Problem requirements: In the rows below, find each line that contains the word "crowd" and report every such line.

(Point annotation dataset records)

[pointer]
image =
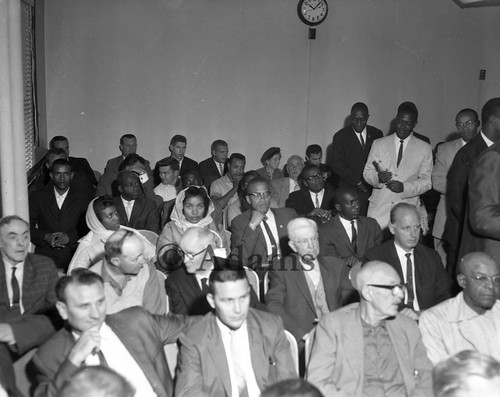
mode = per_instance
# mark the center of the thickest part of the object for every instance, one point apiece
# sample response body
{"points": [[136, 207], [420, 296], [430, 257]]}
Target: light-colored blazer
{"points": [[444, 158], [336, 365], [414, 172]]}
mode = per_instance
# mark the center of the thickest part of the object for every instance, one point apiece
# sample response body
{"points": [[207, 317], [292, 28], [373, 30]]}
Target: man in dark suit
{"points": [[259, 235], [235, 350], [135, 210], [303, 286], [187, 287], [27, 297], [350, 149], [177, 148], [57, 216], [78, 164], [482, 231], [458, 187], [348, 235], [214, 167], [130, 342], [419, 267], [313, 200]]}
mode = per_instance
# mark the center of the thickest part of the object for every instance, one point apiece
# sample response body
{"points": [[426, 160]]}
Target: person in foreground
{"points": [[235, 350], [129, 342], [369, 348], [467, 374]]}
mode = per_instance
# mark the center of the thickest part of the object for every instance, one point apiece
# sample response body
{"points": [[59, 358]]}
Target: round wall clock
{"points": [[312, 12]]}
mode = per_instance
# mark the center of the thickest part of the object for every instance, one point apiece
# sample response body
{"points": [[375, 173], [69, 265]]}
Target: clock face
{"points": [[312, 12]]}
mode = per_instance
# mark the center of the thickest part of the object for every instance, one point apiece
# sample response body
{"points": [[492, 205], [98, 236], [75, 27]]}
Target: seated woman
{"points": [[192, 208], [103, 220]]}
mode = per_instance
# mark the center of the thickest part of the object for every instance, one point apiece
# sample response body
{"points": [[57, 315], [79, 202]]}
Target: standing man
{"points": [[418, 266], [214, 167], [467, 124], [482, 231], [471, 320], [351, 146], [371, 349], [235, 350], [129, 342], [399, 167], [57, 216], [259, 235], [27, 297]]}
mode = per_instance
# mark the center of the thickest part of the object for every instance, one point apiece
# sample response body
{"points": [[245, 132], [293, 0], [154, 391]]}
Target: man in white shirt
{"points": [[130, 342], [471, 320], [215, 358]]}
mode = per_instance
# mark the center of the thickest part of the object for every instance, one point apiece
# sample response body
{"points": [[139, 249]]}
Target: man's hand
{"points": [[6, 334], [410, 313], [256, 218], [384, 176], [88, 343], [395, 186]]}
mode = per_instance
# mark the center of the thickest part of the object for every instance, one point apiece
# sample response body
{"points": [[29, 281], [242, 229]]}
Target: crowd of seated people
{"points": [[329, 256]]}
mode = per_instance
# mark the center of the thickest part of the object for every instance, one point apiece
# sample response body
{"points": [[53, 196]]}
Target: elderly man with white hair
{"points": [[369, 348]]}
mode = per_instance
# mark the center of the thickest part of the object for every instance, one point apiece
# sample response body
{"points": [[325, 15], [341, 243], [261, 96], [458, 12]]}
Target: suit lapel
{"points": [[218, 355]]}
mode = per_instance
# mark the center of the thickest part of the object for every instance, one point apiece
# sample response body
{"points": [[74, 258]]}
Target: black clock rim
{"points": [[309, 23]]}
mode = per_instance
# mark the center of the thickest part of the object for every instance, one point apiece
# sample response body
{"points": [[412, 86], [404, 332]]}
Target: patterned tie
{"points": [[354, 240], [15, 307], [409, 280], [274, 246], [400, 153], [239, 372], [362, 140]]}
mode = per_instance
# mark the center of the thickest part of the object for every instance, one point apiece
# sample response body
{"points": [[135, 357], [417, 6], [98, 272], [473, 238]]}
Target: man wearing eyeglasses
{"points": [[418, 266], [471, 320], [259, 234], [369, 348], [314, 200], [467, 124]]}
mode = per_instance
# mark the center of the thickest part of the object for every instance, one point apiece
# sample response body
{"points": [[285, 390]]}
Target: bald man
{"points": [[471, 320], [187, 286], [369, 348]]}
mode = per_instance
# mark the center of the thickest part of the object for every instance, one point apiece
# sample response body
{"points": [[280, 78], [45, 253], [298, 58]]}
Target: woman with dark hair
{"points": [[103, 220], [192, 208]]}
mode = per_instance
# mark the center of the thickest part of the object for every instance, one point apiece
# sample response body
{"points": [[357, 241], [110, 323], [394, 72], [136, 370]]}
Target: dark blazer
{"points": [[482, 231], [302, 203], [186, 297], [431, 280], [349, 158], [334, 241], [202, 365], [46, 217], [33, 327], [143, 335], [209, 171], [145, 215], [249, 246], [290, 298]]}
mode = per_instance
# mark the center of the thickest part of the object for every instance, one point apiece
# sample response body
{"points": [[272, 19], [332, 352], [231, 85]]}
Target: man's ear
{"points": [[210, 299], [62, 309]]}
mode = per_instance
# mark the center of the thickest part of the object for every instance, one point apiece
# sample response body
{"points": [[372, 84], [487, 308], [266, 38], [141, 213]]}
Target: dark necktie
{"points": [[274, 246], [362, 140], [409, 280], [400, 153], [354, 240], [15, 292]]}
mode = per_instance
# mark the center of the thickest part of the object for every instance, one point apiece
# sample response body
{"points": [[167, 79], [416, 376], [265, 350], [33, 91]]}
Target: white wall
{"points": [[245, 71]]}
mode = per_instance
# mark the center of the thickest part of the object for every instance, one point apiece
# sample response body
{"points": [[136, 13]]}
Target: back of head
{"points": [[292, 388], [96, 381], [490, 109], [467, 374], [408, 108]]}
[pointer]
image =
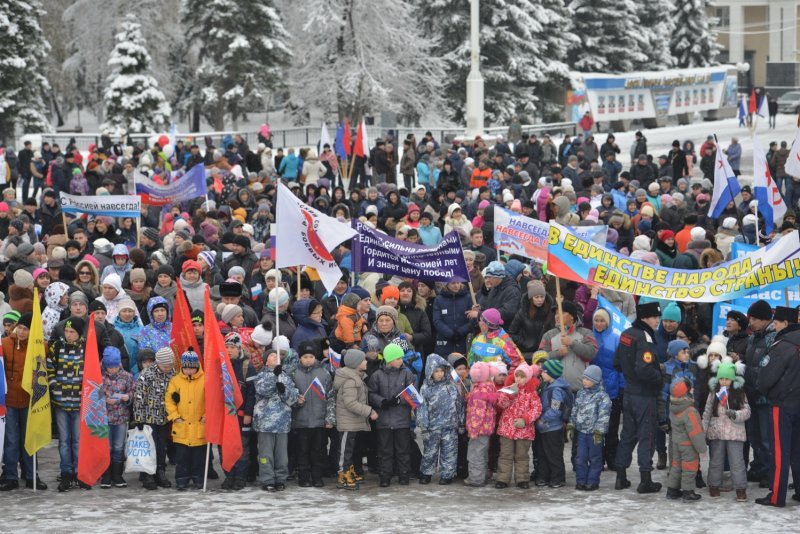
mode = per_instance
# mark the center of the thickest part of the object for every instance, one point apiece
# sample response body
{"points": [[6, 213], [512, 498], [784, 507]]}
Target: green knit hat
{"points": [[726, 370], [392, 352], [554, 368]]}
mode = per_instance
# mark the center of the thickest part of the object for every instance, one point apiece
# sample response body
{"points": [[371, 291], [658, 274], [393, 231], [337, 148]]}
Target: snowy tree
{"points": [[694, 42], [523, 51], [134, 103], [354, 57], [240, 51], [656, 30], [23, 49], [610, 36]]}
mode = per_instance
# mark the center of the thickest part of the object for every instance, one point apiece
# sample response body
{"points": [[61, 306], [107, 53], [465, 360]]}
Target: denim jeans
{"points": [[14, 451], [117, 437], [68, 433]]}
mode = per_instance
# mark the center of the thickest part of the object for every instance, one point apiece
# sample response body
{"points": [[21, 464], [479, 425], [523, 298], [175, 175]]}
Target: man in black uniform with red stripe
{"points": [[636, 358], [779, 380]]}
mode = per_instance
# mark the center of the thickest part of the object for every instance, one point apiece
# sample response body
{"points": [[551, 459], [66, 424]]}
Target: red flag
{"points": [[348, 149], [94, 454], [182, 336], [223, 397]]}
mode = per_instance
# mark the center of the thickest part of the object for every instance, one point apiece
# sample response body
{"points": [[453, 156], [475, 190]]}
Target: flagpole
{"points": [[205, 471]]}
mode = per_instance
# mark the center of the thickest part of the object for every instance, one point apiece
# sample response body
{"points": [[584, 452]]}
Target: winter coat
{"points": [[613, 380], [443, 405], [273, 410], [555, 398], [114, 386], [352, 410], [149, 397], [481, 414], [387, 383], [315, 412], [580, 354], [525, 405], [592, 410], [449, 320], [189, 405], [716, 422]]}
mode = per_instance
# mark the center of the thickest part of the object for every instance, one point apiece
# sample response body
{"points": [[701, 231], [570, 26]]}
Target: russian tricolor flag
{"points": [[411, 396]]}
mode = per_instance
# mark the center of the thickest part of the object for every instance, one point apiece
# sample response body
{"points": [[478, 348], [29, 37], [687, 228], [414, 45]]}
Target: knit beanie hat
{"points": [[554, 368], [352, 358], [392, 352], [593, 373], [190, 360], [164, 356], [726, 370], [111, 357]]}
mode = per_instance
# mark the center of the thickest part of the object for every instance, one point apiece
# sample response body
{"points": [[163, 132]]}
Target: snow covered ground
{"points": [[412, 508]]}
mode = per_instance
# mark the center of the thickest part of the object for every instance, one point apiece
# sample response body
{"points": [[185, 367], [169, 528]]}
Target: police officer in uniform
{"points": [[637, 360], [779, 380]]}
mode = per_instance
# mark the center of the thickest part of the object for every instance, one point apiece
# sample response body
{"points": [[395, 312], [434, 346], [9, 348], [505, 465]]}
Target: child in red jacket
{"points": [[521, 407]]}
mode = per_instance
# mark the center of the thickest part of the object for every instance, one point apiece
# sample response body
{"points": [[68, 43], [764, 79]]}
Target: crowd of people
{"points": [[502, 378]]}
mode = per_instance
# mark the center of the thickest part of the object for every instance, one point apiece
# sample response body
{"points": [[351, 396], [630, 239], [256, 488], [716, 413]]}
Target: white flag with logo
{"points": [[307, 236]]}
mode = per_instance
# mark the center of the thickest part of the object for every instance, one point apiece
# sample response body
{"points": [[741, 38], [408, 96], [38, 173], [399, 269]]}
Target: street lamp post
{"points": [[474, 79]]}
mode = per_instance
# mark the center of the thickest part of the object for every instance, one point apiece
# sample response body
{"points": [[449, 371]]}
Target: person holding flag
{"points": [[313, 414], [17, 402]]}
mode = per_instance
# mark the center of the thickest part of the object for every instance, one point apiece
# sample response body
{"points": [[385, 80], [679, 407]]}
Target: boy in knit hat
{"points": [[588, 425], [352, 412], [149, 408], [394, 423], [688, 441], [557, 400], [118, 387], [185, 404]]}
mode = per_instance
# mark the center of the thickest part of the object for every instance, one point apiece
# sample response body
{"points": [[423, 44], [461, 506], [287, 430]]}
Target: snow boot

The reply:
Target: crowd of seated people
Target: crowd of people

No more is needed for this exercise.